WHAT IS BEING ASKED.
Write the data below out again, unchanged.

MATERIAL FOR THE TASK.
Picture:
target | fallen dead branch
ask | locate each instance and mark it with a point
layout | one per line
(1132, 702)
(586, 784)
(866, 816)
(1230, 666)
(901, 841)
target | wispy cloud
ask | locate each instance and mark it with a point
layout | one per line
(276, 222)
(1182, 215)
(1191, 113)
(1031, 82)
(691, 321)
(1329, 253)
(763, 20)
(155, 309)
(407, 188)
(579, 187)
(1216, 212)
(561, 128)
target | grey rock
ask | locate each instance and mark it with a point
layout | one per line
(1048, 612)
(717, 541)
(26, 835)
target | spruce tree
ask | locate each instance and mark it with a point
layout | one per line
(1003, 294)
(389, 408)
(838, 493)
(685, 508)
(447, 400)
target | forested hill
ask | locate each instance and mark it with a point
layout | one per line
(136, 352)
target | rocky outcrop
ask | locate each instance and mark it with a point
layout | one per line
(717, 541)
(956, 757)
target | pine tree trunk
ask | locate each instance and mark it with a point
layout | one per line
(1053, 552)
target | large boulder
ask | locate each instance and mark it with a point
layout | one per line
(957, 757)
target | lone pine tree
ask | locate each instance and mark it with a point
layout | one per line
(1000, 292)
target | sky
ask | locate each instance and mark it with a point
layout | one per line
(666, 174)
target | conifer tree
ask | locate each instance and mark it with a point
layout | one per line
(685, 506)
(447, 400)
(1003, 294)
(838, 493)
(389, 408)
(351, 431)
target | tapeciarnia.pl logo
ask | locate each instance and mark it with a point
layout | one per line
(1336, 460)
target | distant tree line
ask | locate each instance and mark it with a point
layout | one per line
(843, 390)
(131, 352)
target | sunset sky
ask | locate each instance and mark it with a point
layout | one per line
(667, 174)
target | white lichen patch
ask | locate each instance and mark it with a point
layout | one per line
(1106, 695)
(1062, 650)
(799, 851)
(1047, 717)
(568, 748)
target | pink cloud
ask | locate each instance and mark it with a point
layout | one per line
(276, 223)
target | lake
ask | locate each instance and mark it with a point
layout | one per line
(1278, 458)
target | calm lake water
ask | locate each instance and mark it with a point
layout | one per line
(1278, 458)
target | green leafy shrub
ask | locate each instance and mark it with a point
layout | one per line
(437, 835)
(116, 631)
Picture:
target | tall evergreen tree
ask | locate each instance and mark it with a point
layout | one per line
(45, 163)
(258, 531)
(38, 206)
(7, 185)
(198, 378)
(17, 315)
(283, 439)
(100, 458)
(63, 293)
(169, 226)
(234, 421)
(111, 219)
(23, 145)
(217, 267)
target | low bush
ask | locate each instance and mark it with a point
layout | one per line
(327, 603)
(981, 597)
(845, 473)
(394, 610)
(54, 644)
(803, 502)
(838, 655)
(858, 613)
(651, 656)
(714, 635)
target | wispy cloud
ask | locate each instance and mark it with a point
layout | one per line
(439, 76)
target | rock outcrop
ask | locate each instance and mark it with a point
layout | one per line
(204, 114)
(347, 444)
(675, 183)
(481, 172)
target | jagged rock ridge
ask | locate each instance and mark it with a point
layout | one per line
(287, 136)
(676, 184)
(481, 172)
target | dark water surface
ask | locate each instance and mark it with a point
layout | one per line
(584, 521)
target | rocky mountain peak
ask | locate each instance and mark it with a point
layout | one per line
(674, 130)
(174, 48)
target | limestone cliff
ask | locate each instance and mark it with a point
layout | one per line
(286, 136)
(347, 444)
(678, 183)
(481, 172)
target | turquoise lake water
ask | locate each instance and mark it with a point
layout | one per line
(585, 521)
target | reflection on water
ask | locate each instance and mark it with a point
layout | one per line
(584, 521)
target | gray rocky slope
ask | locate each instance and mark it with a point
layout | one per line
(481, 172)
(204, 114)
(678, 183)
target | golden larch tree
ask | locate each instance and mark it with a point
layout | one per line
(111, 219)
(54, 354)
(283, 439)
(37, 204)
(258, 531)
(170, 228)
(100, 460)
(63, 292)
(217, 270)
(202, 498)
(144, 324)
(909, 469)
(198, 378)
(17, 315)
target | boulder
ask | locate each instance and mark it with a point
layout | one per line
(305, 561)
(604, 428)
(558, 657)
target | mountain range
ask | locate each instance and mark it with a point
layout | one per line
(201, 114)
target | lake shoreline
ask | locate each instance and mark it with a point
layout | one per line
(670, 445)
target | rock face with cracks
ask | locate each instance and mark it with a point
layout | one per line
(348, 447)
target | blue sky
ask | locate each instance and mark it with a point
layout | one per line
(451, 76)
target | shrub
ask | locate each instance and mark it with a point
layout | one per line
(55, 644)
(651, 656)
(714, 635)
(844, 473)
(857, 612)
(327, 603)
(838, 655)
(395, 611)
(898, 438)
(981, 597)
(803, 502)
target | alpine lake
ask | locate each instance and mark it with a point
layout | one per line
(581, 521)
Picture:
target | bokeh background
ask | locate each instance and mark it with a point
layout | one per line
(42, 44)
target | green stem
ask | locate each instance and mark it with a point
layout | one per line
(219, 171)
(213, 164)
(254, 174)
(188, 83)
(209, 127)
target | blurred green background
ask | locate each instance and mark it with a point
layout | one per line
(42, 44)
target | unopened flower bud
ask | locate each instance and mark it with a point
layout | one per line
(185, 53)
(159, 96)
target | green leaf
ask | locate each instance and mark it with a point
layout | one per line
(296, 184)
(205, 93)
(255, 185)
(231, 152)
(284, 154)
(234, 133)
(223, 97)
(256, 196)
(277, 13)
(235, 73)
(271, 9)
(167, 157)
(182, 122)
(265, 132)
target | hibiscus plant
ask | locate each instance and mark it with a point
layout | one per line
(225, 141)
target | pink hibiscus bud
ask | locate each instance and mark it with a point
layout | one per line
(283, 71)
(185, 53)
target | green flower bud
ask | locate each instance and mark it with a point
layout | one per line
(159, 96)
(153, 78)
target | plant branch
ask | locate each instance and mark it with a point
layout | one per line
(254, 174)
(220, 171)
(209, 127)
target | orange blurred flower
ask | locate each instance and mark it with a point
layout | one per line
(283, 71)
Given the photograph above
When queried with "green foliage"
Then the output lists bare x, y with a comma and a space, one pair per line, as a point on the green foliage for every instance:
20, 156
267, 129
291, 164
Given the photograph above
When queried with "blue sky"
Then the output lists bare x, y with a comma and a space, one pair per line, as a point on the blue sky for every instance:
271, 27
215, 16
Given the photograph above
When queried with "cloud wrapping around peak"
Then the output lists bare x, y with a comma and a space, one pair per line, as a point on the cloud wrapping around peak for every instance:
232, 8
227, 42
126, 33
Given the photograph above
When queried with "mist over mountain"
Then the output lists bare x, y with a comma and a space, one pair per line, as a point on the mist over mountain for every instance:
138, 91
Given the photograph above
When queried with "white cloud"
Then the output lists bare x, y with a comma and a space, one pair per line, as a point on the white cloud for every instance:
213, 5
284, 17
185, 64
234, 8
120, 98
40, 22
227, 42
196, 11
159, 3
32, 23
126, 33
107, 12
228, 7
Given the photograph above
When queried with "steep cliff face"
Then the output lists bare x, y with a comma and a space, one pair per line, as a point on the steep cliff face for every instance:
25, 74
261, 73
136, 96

YOUR SOLUTION.
Picture:
target | fallen dead branch
ask | locate each instance and mark it with a point
layout | one per line
(1132, 702)
(586, 784)
(866, 816)
(1230, 666)
(901, 841)
target | wispy cloud
ask | locate each instance and mark it with a point
layout | one per line
(276, 222)
(1182, 215)
(1191, 113)
(1031, 82)
(691, 321)
(1329, 253)
(763, 20)
(155, 309)
(407, 188)
(579, 187)
(1216, 212)
(561, 128)
target | grey rock
ask | locate each instance and mark it with a point
layout | one per line
(1048, 612)
(717, 541)
(26, 835)
target | spruce tree
ask | locate each instance and mark it with a point
layout | one per line
(1003, 294)
(389, 408)
(838, 493)
(685, 508)
(447, 400)
target | forested hill
ask | locate each instance and mark it with a point
layout | one per line
(136, 352)
target | rocky outcrop
ask | locate each instance and mark it with a point
layout | one per line
(717, 541)
(956, 757)
target | pine tree trunk
ask | locate each instance and mark it with a point
layout | one per line
(1053, 552)
target | large boulder
ask | locate each instance and mark it with a point
layout | one per line
(957, 757)
target | lone pine tree
ask | locate each instance and mark it with a point
layout | one per line
(1000, 292)
target | sky
ask | locate each instance and mark it with a point
layout | one per line
(666, 174)
target | conifer tree
ask | locate each instance and mark it with a point
layout | one per line
(685, 506)
(447, 400)
(1003, 294)
(838, 493)
(389, 408)
(351, 431)
target | tapeciarnia.pl logo
ask | locate each instance and mark it with a point
layout | one per line
(1336, 460)
target | distant tree line
ask | locate each instance and mark it with a point
layout | one per line
(843, 390)
(131, 352)
target | sunset sky
ask | locate each instance and mark it with a point
layout | one per line
(667, 174)
target | white lichen patch
ask | locate each instance and mark it with a point
layout | one per line
(1106, 695)
(1062, 650)
(799, 851)
(1047, 717)
(568, 748)
target | pink cloud
ask | locate each instance and mark it with a point
layout | one per line
(276, 223)
target | lake
ask | locate each instance and mark it with a point
layout | one per line
(1278, 458)
target | calm lake water
ask | locate each instance and mark it with a point
layout | one per line
(1278, 458)
target | green leafy shrub
ask | locate each instance and mark it with a point
layout | one per line
(437, 835)
(116, 631)
Picture:
target | tall evergreen tree
ask | locate each instance and mark it with a point
layout | one per line
(45, 163)
(258, 531)
(38, 206)
(7, 185)
(198, 378)
(17, 315)
(283, 439)
(100, 458)
(63, 293)
(169, 226)
(234, 421)
(111, 219)
(23, 145)
(217, 267)
target | low bush
ask | locate each instance and mark it with a point
layout | one per line
(327, 603)
(981, 597)
(845, 473)
(394, 610)
(54, 644)
(803, 502)
(838, 655)
(858, 613)
(651, 656)
(714, 635)
target | wispy cloud
ask | locate each instance and mark it with a point
layout | one per line
(439, 76)
target | rock outcrop
ask | locate each instance and mark it with a point
layout | one per line
(204, 114)
(347, 444)
(675, 183)
(481, 172)
target | jagged rock ridge
ask | locate each instance and mark it with a point
layout | one per line
(287, 136)
(676, 184)
(481, 172)
target | dark water surface
ask | locate each instance and mark it with a point
layout | one per line
(584, 521)
target | rocky mountain peak
ask | locate each instance and mark it with a point
layout | one per line
(674, 130)
(174, 48)
target | limestone cliff
ask | locate each instance and mark it with a point
layout | one per line
(286, 136)
(347, 444)
(678, 183)
(481, 172)
target | turquoise lake water
ask | locate each instance and mark it with a point
layout | one per line
(585, 521)
target | reflection on water
ask | locate each instance and mark it with a point
layout | one per line
(584, 521)
target | gray rocky slope
ask | locate each instance and mark it with a point
layout | one per line
(481, 172)
(204, 114)
(678, 183)
target | golden larch tree
ask | locate each instance and mark it with a point
layout | one per line
(111, 219)
(54, 354)
(283, 439)
(37, 204)
(258, 531)
(170, 228)
(100, 460)
(63, 292)
(217, 270)
(202, 498)
(144, 324)
(909, 469)
(198, 378)
(17, 315)
target | boulder
ask | locate each instance and mark it with a point
layout | one per line
(305, 561)
(604, 428)
(558, 657)
target | mountain range
ask | locate each instance and mark it with a point
layout | one per line
(201, 114)
target | lake shoreline
ask | locate each instance and mark it with a point
layout | one per line
(670, 445)
target | rock face with cracks
ask | locate each instance and mark it with a point
layout | one per line
(348, 447)
target | blue sky
ask | locate each instance and mark it with a point
layout | one per line
(451, 76)
target | shrub
ask | locate each instance and mark it with a point
layout | one per line
(55, 644)
(651, 656)
(714, 635)
(844, 473)
(857, 612)
(327, 603)
(838, 655)
(395, 611)
(898, 438)
(981, 597)
(803, 502)
target | alpine lake
ask | locate each instance and mark it with a point
layout | one per line
(581, 521)
Picture:
target | bokeh background
ask | locate each instance and mark it with a point
layout | one per line
(42, 44)
target | green stem
ask | locate each instance and mark it with a point
layout | one per line
(219, 171)
(213, 164)
(254, 174)
(188, 83)
(209, 127)
target | blurred green background
ask | locate each instance and mark it with a point
layout | one per line
(42, 44)
target | unopened flower bud
ask | locate each instance and mark it with a point
layout | one per line
(185, 53)
(159, 96)
target | green leaf
ask | locate each instance and mark it with a point
layout | one per line
(296, 184)
(205, 93)
(255, 185)
(231, 152)
(284, 154)
(234, 133)
(223, 97)
(256, 196)
(277, 13)
(235, 73)
(271, 9)
(167, 157)
(182, 122)
(265, 132)
target | hibiscus plant
ask | locate each instance and mark it with a point
layout | one per line
(225, 141)
target | pink hibiscus bud
ask | locate each instance and mark it with a point
layout | one per line
(283, 71)
(185, 53)
target | green flower bud
ask | locate each instance and mark it with a point
layout | one per line
(159, 96)
(153, 78)
target | plant branch
ask | locate each instance and mark it with a point
layout | one per line
(254, 174)
(220, 171)
(209, 127)
target | orange blurred flower
ask | locate each instance and mark it with a point
layout | one per line
(283, 71)
Given the photograph above
When queried with "green foliage"
Then the output lists bare x, y with a comma and a space, one pair per line, as a point on the green foliage for every instance:
20, 156
267, 129
291, 164
Given the photograph above
When queried with "blue sky"
Then the output lists bare x, y with a comma and a space, one pair per line, as a point on the blue sky for every instance:
271, 27
215, 16
Given the photograph above
When queried with "cloud wrapping around peak"
Then the output lists bare x, y with a comma and a space, one pair per line, as a point on the cloud wrapping around peak for every instance:
232, 8
227, 42
126, 33
Given the photograph above
When queried with "mist over mountain"
Then the output lists bare x, y with a comma and a space, one pair per line, as a point on the mist over mountain for every instance:
138, 91
Given the photograph above
When queried with "white cloud"
Then the output lists bare x, y with a comma and a space, one pair per line, as a point on the white cloud for every instance:
213, 5
284, 17
185, 64
234, 8
120, 98
40, 22
227, 42
196, 11
159, 3
32, 23
126, 33
107, 12
228, 7
Given the photograph above
When queried with "steep cliff face"
Then the output lists bare x, y with a comma and a space, one pair per line, as a point on the steep cliff face for every instance:
25, 74
261, 73
136, 96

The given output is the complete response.